__Set problem__: Rewrite the listing below, changing every "Query" to "Label" and keeping everything else the same. Leave the pictures out.
══ Given data ══
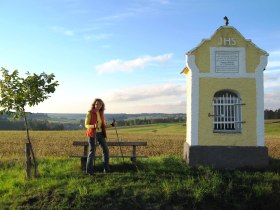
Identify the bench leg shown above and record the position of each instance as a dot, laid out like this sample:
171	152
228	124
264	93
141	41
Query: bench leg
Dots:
83	163
133	158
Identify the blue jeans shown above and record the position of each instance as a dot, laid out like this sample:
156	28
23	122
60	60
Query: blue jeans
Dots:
92	150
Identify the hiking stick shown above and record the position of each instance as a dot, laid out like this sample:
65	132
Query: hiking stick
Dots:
119	141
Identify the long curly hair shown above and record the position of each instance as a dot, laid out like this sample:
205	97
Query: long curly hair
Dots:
93	105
═══
__Answer to this exercise__:
Identify the bench leg shown above and record the position of each instance as a dot, laid out like this sample:
171	152
228	124
264	93
141	41
Label: bench leg
Dots:
83	163
133	158
Identify the blue jeans shown above and record the position of each instance as a dot, laid out like this sample:
156	28
23	122
60	60
Label: blue jeans
Dots:
92	150
Identify the hiking stick shown above and record the position of each instance as a dot, laid out like this sample:
65	132
Label: hiking stick
Dots:
119	141
Identify the long curly hair shown above and record the position of each instance as a dot, laid out like this sample:
205	97
Label: long curly hair
Dots:
93	105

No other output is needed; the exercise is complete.